MAYO players aren’t working hard enough and they must face up to their shortcomings in the coming weeks if they are to improve. That was the forthright view of the team’s vice-captain, Andy Moran, in the aftermath of Sunday’s close shave.
Speaking to The Mayo News shortly after Mayo came within a whisker of being the first team to lose to London in the championship for 34 years, the Ballaghaderreen forward admitted that big question marks now hang over the county squad again.
“Of course the question marks are going to be there, especially when you come down to London and you draw with them,” he began.
“It’s proper order that the question marks should be there and the question marks are there in our heads. We’ve to sort out these problems ourselves within our camp.
“I think, as players, myself and Alan [Dillon] need to pull lads together and we need to get this thing sorted. At the minute we’re not doing what we want to do and we’re not playing the way we want to play so we need to get it sorted.
“I don’t think we’re doing the work we should be doing,” he added. “At training it’s alright doing it but away from training you need to be looking after yourself.
“I think we need to be in the pitch shooting, like Maurice Sheridan, out at night yourself, taking your strikes. When you get a chance, be it from a free or from play, against better teams and you don’t take it, you’re in trouble.”

• ASSIGNED TASK 1: In the article on Mayo's draw with London, who is named as the team's vice-captain?
• ASSIGNED TASK 2: Using the article on Mayo's draw with London, explain why Moran says question marks are hanging over the squad.
• ASSIGNED TASK 3: Continue the article on Mayo's draw with London from its final sentence.

Dataset entries
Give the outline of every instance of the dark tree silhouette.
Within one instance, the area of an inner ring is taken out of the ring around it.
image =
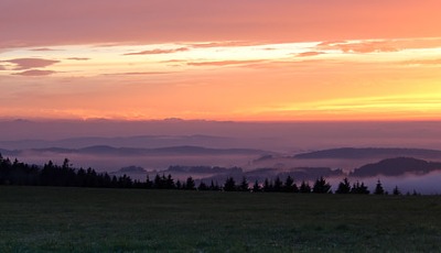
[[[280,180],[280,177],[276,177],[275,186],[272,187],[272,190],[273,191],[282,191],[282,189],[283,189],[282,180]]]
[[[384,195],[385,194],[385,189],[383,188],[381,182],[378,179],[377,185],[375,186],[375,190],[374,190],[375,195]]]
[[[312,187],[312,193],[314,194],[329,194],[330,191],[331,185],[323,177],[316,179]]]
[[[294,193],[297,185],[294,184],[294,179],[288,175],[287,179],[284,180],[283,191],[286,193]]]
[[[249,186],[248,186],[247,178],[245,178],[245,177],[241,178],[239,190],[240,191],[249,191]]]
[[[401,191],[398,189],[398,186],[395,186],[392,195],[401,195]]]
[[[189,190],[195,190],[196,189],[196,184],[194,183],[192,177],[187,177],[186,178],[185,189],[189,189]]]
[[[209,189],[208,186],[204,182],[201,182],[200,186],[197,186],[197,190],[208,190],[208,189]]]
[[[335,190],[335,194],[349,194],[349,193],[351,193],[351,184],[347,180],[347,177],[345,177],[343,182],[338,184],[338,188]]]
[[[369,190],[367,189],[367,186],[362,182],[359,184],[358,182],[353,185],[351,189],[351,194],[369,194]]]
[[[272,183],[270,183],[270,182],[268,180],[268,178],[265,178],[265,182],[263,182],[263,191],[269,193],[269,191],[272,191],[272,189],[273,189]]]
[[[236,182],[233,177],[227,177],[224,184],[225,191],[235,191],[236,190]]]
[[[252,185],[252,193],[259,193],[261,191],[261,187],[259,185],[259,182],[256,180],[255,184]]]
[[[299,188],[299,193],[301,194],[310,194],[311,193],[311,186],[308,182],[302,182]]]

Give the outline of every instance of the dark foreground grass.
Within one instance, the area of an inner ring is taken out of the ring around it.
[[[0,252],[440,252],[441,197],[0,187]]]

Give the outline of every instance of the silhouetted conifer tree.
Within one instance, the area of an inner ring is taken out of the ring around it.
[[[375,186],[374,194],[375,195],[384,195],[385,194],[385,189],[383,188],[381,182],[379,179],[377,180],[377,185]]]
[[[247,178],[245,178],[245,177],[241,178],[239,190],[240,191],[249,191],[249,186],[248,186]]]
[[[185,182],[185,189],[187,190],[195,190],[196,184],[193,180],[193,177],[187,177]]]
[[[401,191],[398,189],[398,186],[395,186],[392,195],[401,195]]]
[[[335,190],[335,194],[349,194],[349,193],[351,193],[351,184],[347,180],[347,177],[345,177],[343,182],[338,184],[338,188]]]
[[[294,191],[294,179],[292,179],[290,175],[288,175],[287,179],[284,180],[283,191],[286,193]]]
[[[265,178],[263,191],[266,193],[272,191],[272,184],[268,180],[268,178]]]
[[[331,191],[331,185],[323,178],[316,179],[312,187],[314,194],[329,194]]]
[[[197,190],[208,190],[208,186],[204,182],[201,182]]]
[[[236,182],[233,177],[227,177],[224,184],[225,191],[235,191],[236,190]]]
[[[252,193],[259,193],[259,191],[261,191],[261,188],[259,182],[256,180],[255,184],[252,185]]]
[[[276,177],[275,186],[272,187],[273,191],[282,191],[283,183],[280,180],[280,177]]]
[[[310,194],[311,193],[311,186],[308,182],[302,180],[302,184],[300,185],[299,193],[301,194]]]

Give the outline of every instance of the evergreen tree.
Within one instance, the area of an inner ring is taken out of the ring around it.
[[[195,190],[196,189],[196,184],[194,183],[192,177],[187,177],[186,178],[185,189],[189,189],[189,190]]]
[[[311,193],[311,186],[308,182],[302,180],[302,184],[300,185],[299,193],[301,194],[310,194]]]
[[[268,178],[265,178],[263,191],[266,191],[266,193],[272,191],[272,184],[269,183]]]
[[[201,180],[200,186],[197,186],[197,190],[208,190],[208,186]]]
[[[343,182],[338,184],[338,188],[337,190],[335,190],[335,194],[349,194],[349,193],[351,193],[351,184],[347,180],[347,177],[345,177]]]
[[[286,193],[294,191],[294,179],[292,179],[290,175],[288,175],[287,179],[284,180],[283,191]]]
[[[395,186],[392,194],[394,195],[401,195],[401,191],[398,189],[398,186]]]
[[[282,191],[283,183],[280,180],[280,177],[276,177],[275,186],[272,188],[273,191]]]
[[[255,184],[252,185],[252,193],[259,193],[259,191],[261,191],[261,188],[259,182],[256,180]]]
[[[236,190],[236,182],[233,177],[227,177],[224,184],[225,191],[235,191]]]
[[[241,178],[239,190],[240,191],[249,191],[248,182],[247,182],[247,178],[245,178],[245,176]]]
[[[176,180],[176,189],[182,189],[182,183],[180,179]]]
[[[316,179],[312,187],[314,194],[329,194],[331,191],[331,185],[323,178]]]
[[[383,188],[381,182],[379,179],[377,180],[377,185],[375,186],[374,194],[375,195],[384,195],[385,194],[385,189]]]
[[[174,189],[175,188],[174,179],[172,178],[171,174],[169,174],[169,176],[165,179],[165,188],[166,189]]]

• RESPONSE 1: Andy Moran.

• RESPONSE 2: Moran says the question marks are bound to be there because Mayo went to London and only drew with them. Mayo came within a whisker of being the first team in 34 years to lose to London in the championship.

• RESPONSE 3:
One of the issues being pondered on Sunday evening as the sun set on Ruislip was whether this was better or worse than last year’s defeats to Sligo and Longford?
In terms of the result, obviously better, but Moran conceded that the fact that London had only won one game in Division 4 of the National League (against Kilkenny), certainly helped Mayo get over the line.
“It looked like Longford all over again really,” he said. “Last year at this stage we got Sligo and they are a better team, a Division 2 team, than London who are a Division 4 team.
“They [Sligo] killed us off whereas this year we got a few cracks and breaks and it helped us. Fair play to Trevor Mortimer and Aidan O’Shea and Kevin McLoughlin, they really helped out when they came in and they’re the reason we’re still in the Connacht championship really.”
The straight-talking Moran also confessed that defeat on Sunday could have ended his inter-county career, and that of a few others, but argued that this performance didn’t make Mayo a bad side, merely an inconsistent one.
“You saw us in the league against some of the best teams, the Downs, Corks, Kerrys. . . 
“I think we can compete with the best of them, we just need to start doing the basics right, get our skill-sets right, start winning hard ball and just pushing on, playing championship football.
“At the minute we’re too inconsistent. We can’t slip to levels like we slipped to today. We need to be clinical in front of goal, we need to be the best we can be every day we go on the field. Today we weren’t but we got away with it, thank God.
“Going out on the field myself I don’t worry about results, it’s performance and we didn’t perform. We didn’t perform against Monaghan, we performed against Antrim in a challenge and didn’t perform against Offaly. There’s definitely something wrong there and we need to get it right.
“I suppose when you’re going from a base level of today there’s only one way and it’s up. That’s the way we’ll be looking at it.”